> _GEGEVEN TEKST_
Het kabinet gaat er van uit dat de heffing van 5.000 euro voldoende hoog is om te stimuleren dat werkgevers meer arbeidsplaatsen voor mensen uit de doelgroep beschikbaar stellen. De heffing is immers niet eenmalig. Voor iedere niet-gerealiseerde plek dient jaarlijks de heffing te worden betaald. Het is voor een werkgever alleen profijtelijk om iemand met een beperking in dienst te nemen, als de jaarlijkse extra kosten die hij bij het aannemen van iemand met een beperking heeft, lager zijn dan 5.000 euro. Gelet op het feit dat de werkgever met loonkostensubsidie compensatie krijgt voor verminderde productiviteit en dat de gemeente of UWV andere instrumenten kan inzetten om de werkgever te ontzorgen, zoals begeleiding, werkplekaanpassingen, no-risk polis, job carving etc, is het voor werkgevers verstandiger en economischer om mensen uit de doelgroep aan te nemen in plaats van jaar in jaar uit de heffing te betalen. Mocht in de loop van de tijd onverhoopt blijken dat werkgevers dit niet doen, dan zou de wetgever ervoor kunnen kiezen de heffing te verhogen. Naast de financiële prikkel van de quotumheffing speelt de intrinsieke verantwoordelijkheid van werkgevers uiteraard ook een rol. Het is belangrijk dat werkgevers uiting geven aan de gedeelde verantwoordelijkheid van allen om in onze samenleving mensen met beperkingen te laten meedoen.
De Afdeling wijst op mogelijke verdringingseffecten voor mensen met een afstand tot de arbeidsmarkt die niet tot de doelgroep van de banenafspraak en het quotum behoren. Werkgevers zullen immers als ze mensen met een arbeidsbeperking in dienst nemen, voor die mensen kiezen die meetellen voor de banenafspraak en het quotum. Doordat mensen met een WIA-uitkering niet meetellen, zullen de arbeidsperspectieven van deze mensen verminderen, aldus de Afdeling.
Het kabinet kan verdringing nooit uitsluiten. De arbeidsmarkt kent cycli van vraag en aanbod en is geen statisch geheel. De banenafspraak uit het sociaal akkoord richt zich echter op een groep die het erg lastig heeft op de arbeidsmarkt, mensen met een arbeidsbeperking in de Wajong, Wsw en onder de Participatiewet die niet het wettelijk minimumloon kunnen verdienen. Doordat Nederland een wettelijk minimumloon heeft, zijn werkgevers gehouden dit wettelijk minimumloon aan hun werknemers te betalen. Mensen die onvoldoende productief zijn om dat minimumloon te verdienen, zijn hierdoor sterk in het nadeel, omdat werkgevers terughoudend zijn hen in dienst te nemen. Meedoen in het reguliere arbeidsproces is hierdoor voor deze groep bijna onmogelijk. Het kabinet wil dat deze mensen niet nog langer aan de kant staan en zet zich dan ook met volle overtuiging in om, in het kader van een inclusieve arbeidsmarkt, de arbeidsdeelname van deze mensen te verhogen.

> _ACTIEPUNT 1_
Geef uit de tekst over de quotumheffing letterlijk het stuk van "De Afdeling wijst" tot en met "aldus de Afdeling." weer.
> _ACTIEPUNT 2_
Schrijf de tekst over de quotumheffing verder, aansluitend op de laatste zin.

> _GEGEVENSDEEL_
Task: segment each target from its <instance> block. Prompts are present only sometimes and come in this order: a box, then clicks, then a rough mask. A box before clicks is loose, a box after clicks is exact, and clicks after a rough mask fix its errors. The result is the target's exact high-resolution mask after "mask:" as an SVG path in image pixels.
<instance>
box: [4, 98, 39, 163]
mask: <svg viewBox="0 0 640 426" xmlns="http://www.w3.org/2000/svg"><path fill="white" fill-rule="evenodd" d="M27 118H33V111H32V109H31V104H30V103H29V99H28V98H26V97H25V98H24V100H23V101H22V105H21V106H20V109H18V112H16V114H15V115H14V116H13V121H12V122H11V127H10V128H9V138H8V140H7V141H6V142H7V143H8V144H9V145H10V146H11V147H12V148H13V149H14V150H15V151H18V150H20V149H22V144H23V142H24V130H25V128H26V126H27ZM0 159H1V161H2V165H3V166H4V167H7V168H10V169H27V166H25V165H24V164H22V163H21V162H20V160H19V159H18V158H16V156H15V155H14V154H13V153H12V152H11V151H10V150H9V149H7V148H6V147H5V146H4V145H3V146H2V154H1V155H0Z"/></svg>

> _UITKOMST OEFENING 1_
De Afdeling wijst op mogelijke verdringingseffecten voor mensen met een afstand tot de arbeidsmarkt die niet tot de doelgroep van de banenafspraak en het quotum behoren. Werkgevers zullen immers als ze mensen met een arbeidsbeperking in dienst nemen, voor die mensen kiezen die meetellen voor de banenafspraak en het quotum. Doordat mensen met een WIA-uitkering niet meetellen, zullen de arbeidsperspectieven van deze mensen verminderen, aldus de Afdeling.

> _UITKOMST OEFENING 2_
Daarbij is het van belang dat werkgevers functies aanpassen om tot geschikt werk voor mensen met een arbeidsbeperking te komen. Mensen uit de doelgroep passen in de meeste gevallen niet op reguliere vacatures. Dit betekent dat functies aangepast moeten worden op de mogelijkheden van kandidaten (jobcarving) of dat binnen het bedrijf gekeken wordt naar geschikte taken die door mensen uit de doelgroep uitgevoerd kunnen worden (functiedifferentiatie). Een voordeel van functiedifferentiatie is dat vaste werknemers worden ontlast en dat zij zich kunnen gaan richten op het deel van de functie dat op hun eigen niveau is.
Sociale partners hebben in het sociaal akkoord afgesproken dat werkgevers voor de mensen met een uitkering op grond van de WIA een extra inspanning zullen leveren.
Om te kunnen vaststellen dat de extra banen uit de banenafspraak niet leiden tot vervanging van bestaande dienstbetrekkingen met mensen die een WIA-uitkering ontvangen, zal het kabinet via de reguliere rapportages van UWV de werkhervatting vanuit de WIA monitoren.
Voor ouderen en jongeren zijn door het kabinet al specifieke maatregelen ingezet om de arbeidsdeelname te bevorderen. Voor jongeren is er het actieplan bestrijding jeugdwerkloosheid13 en voor ouderen zijn extra middelen beschikbaar gesteld via het actieplan 55 plus van UWV14.
De Afdeling wijst erop dat het van groot belang is dat detacheringen en andere inleenconstructies meetellen bij de inlenende werkgever. Dat maakt het voor werkgevers makkelijker om te kunnen voldoen aan de quotumheffing. Zij roept het kabinet op hiervoor een oplossing te vinden.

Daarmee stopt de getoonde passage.